## [SHORT TASK]
Report every line below that contains the word "track", copying each such line in full.

## [DATA EXTRACT]
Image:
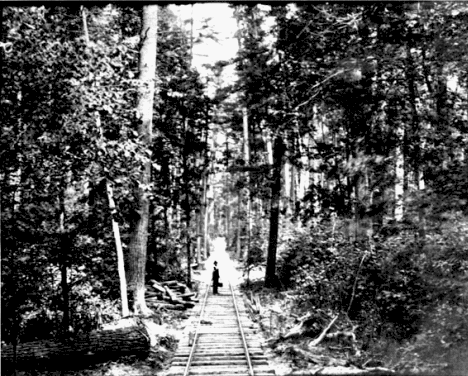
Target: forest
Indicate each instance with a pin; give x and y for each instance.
--
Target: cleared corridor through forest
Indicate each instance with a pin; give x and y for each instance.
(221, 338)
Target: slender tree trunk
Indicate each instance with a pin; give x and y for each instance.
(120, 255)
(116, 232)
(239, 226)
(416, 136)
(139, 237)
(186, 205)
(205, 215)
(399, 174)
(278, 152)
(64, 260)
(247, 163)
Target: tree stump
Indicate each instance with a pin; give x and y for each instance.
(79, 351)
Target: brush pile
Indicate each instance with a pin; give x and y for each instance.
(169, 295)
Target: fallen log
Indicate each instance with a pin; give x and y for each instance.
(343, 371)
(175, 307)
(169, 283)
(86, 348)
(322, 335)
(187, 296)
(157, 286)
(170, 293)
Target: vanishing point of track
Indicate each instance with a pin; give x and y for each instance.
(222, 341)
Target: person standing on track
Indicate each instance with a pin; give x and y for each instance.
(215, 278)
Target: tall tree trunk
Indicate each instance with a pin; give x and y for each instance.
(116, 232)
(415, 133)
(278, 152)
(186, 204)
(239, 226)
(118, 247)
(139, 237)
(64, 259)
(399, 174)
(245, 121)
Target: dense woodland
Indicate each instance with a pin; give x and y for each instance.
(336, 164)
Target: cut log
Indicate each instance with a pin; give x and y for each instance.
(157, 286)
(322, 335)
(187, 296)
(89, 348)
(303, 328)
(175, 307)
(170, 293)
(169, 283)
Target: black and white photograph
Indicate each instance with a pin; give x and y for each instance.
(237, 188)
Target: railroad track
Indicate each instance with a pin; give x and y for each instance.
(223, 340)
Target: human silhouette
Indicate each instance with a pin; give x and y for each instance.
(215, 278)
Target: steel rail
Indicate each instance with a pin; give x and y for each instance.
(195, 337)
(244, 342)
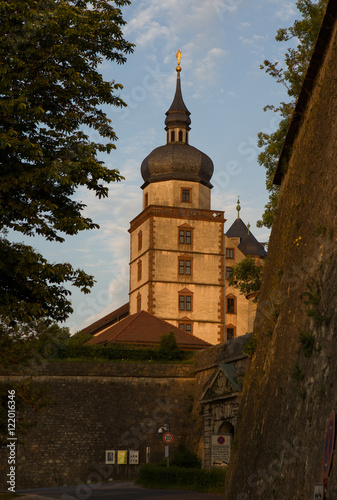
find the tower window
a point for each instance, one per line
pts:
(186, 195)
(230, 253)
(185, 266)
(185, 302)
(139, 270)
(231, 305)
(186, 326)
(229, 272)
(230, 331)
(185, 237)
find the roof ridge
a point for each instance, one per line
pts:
--
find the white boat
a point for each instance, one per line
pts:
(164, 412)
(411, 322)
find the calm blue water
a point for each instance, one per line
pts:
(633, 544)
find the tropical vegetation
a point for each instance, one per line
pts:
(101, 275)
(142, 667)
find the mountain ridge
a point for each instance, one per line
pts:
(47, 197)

## [EXERCISE SOLUTION]
Target: vanishing point of track
Target: person standing on track
Target: railroad track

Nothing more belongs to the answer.